Supplied data: Begin
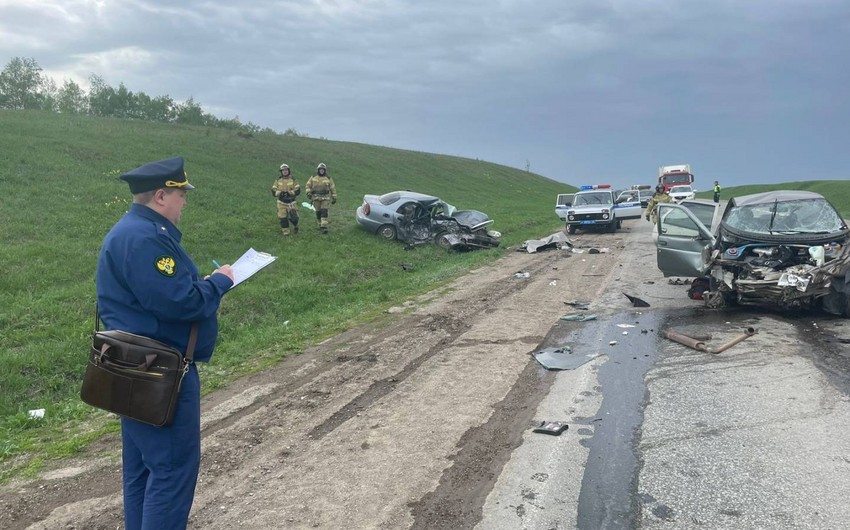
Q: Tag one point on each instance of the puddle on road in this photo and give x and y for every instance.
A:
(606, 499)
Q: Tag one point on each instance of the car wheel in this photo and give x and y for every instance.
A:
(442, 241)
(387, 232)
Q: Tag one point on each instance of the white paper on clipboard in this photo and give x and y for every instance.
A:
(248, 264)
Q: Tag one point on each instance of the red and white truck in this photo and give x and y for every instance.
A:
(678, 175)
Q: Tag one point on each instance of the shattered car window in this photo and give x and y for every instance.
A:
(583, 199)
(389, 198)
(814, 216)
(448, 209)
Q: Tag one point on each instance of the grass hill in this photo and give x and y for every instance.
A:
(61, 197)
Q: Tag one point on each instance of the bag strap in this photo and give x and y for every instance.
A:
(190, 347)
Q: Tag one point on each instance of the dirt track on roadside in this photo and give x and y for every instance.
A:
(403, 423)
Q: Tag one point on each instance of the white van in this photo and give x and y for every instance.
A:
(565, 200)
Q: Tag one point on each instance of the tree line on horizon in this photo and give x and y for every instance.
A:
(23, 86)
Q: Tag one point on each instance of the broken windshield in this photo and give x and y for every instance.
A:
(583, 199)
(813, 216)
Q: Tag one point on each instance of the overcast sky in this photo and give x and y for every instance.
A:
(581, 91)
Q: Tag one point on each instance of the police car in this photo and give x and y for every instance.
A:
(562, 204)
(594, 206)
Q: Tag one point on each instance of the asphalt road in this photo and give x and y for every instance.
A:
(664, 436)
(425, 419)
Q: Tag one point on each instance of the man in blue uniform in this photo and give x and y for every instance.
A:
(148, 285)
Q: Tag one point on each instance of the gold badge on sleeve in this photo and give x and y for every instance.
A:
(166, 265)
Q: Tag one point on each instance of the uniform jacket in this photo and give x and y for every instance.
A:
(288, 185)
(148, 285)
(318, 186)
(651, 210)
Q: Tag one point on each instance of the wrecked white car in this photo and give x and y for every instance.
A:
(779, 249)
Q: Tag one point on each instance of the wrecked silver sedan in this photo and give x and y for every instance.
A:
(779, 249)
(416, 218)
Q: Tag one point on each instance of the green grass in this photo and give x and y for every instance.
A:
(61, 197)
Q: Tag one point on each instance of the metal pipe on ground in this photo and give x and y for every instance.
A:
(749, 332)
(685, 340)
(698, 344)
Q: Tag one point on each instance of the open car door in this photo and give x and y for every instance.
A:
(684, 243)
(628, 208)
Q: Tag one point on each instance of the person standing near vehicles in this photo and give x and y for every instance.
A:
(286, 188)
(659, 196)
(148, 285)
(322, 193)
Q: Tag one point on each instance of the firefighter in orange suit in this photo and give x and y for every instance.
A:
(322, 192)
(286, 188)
Supplied data: End
Supplied data: Begin
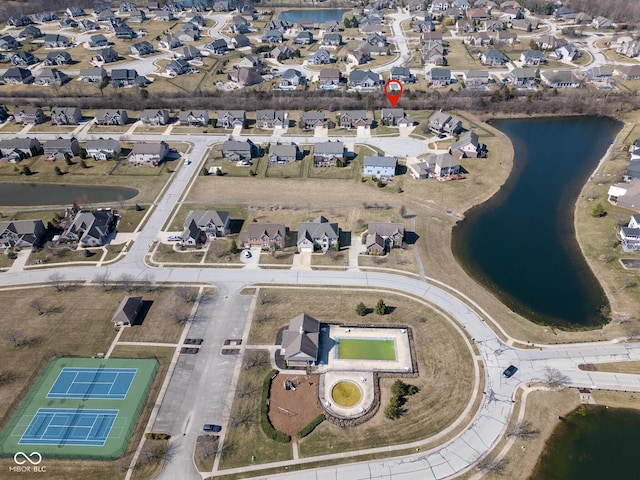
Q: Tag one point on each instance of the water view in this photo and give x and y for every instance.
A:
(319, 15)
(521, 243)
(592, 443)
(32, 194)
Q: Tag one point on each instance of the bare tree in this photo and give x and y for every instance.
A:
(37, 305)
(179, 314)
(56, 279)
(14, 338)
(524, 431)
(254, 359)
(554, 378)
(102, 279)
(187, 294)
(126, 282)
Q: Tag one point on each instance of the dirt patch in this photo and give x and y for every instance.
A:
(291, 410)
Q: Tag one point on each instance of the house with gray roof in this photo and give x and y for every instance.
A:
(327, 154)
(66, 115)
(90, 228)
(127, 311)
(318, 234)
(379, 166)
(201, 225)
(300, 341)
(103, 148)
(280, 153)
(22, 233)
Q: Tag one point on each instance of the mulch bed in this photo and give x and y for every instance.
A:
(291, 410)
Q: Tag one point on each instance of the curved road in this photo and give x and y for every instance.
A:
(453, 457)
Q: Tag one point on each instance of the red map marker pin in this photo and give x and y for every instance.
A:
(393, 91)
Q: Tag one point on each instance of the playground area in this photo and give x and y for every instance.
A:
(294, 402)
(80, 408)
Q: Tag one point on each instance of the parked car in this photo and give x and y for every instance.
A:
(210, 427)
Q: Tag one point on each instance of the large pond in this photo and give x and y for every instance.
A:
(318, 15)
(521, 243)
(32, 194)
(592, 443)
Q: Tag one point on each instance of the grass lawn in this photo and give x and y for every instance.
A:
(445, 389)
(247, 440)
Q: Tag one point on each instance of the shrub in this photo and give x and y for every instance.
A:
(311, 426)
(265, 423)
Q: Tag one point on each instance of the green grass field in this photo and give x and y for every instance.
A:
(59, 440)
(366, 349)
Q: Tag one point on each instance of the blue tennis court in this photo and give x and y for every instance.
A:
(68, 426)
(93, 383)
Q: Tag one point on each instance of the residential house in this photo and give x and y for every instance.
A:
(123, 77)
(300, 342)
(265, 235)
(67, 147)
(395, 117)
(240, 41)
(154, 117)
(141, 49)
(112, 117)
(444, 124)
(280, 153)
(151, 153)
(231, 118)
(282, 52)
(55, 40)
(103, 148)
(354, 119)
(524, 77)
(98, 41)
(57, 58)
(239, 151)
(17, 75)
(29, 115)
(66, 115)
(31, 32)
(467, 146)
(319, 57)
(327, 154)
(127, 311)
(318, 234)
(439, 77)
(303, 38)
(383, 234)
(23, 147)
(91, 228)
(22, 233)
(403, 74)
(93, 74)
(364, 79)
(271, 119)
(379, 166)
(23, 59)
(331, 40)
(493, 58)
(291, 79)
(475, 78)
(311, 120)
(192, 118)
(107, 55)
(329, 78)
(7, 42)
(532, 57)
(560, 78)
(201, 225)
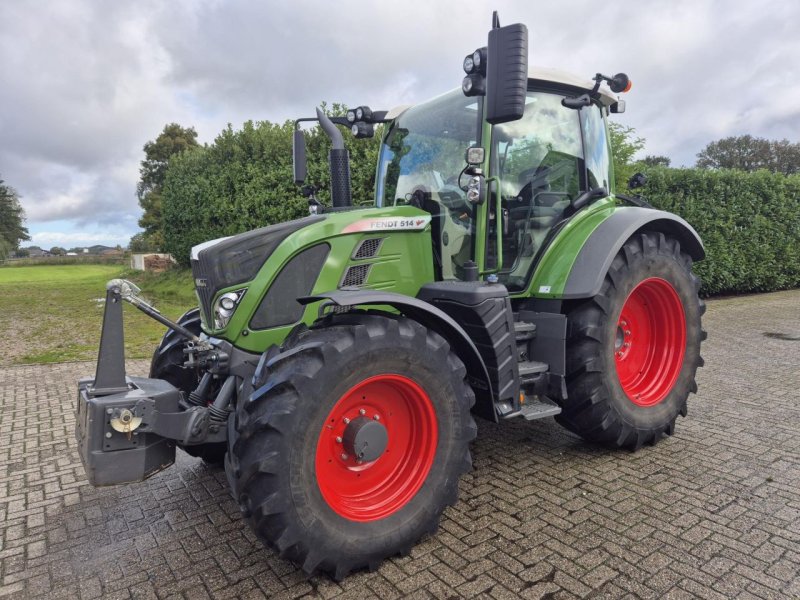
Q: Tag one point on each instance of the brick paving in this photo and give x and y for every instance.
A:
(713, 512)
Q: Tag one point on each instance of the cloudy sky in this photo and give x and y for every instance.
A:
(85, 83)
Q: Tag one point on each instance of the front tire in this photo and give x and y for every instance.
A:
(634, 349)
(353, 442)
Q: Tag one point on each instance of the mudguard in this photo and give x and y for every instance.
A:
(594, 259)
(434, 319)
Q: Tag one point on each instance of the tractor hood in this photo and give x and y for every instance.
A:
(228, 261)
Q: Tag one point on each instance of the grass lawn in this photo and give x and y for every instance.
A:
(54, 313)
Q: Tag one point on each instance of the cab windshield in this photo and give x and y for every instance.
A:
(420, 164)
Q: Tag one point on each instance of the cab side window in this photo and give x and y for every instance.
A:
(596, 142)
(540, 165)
Supplied data: End
Supplied data: Begin
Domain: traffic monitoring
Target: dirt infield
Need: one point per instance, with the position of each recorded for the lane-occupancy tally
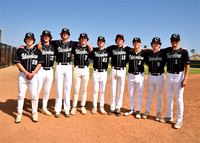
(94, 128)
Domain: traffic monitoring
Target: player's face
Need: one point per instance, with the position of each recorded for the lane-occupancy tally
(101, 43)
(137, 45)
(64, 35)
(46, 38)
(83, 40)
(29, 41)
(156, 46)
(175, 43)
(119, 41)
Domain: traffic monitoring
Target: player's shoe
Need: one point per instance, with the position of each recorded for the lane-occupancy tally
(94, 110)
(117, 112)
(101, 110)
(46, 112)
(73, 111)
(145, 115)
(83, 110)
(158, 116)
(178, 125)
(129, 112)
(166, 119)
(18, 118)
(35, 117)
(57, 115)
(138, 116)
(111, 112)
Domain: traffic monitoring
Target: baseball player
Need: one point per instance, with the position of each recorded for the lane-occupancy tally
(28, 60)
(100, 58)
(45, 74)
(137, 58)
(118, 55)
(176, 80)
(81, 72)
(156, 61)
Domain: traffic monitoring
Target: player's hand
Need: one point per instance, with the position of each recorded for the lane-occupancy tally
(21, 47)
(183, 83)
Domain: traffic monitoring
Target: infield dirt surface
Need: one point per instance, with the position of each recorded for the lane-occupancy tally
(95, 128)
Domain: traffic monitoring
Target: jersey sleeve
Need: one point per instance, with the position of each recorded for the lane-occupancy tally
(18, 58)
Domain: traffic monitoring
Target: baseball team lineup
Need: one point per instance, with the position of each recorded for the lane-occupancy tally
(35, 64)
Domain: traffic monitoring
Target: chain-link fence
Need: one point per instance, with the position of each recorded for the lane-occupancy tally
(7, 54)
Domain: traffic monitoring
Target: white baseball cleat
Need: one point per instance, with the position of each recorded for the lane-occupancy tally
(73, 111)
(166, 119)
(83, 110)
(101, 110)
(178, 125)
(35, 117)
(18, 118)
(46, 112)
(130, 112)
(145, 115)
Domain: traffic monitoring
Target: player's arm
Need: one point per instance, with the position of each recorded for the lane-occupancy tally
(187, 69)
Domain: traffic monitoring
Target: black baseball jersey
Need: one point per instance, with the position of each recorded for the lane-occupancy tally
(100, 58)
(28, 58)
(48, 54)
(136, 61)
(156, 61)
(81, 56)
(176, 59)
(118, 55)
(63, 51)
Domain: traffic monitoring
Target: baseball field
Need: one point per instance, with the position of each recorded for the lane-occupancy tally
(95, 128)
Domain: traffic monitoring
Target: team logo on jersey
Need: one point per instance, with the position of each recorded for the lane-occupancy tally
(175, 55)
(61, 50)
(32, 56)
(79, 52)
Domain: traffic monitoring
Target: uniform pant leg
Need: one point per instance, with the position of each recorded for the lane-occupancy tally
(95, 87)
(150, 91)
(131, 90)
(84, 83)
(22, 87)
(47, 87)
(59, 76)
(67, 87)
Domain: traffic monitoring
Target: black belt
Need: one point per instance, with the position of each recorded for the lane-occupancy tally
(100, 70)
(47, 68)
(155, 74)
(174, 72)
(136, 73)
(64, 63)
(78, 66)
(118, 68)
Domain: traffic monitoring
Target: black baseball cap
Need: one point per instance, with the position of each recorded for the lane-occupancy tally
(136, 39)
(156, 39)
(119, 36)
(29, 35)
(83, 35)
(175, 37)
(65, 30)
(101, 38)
Supplied data: End
Task description
Return only the part of the records above that opens with the line containing "Q: Tag one point on each instance of the puddle" and closes with the line containing "Q: Tag one point on each instance of the asphalt", ends included.

Response area
Q: Tag one point on each instance of the puddle on road in this photo and give x and y for every instance.
A:
(606, 499)
Q: Tag one point on each instance of the car wheel in this photo and give x and y for every instance.
A:
(442, 241)
(387, 232)
Q: Tag one point on each instance of the white paper on clipboard in this photo and give x and y for every instance.
A:
(248, 264)
Q: Tag one point on each instance of the red and white truck in this photo and give x and y for every instance.
A:
(678, 175)
Q: Tag one point on each instance of the shattered car window in this photo and give x and y for every instance.
A:
(583, 199)
(389, 198)
(814, 216)
(448, 209)
Q: Tag one point on each instance of the grass hill in this photo and give x and y for every instance.
A:
(61, 197)
Q: Tag one point on each instance of the bag strap in this photo and give x and y for every instance.
A:
(190, 347)
Q: Tag one point on each instance of the dirt track on roadside in this photo and give x and y for every instance.
A:
(403, 423)
Q: Tag one point on each instance of the white van in this photo and give x and y for every instance.
A:
(565, 200)
Q: Tag one point on each instance of the tree line on horizon in this photo and give x and y for every instance.
A:
(23, 86)
Q: Tag one point on each instance of the broken windshield in this photo and give x and y for every instance.
A:
(583, 199)
(813, 216)
Q: Tag one point on each instance of the overcast sky in this photo and give x and y for every instance.
A:
(581, 91)
Q: Tag one point on each instance of the police car in this photo and give x and y for every instance.
A:
(562, 204)
(594, 206)
Q: Tag one point on each instance of the asphalt road in this photo and give x and y for every instance.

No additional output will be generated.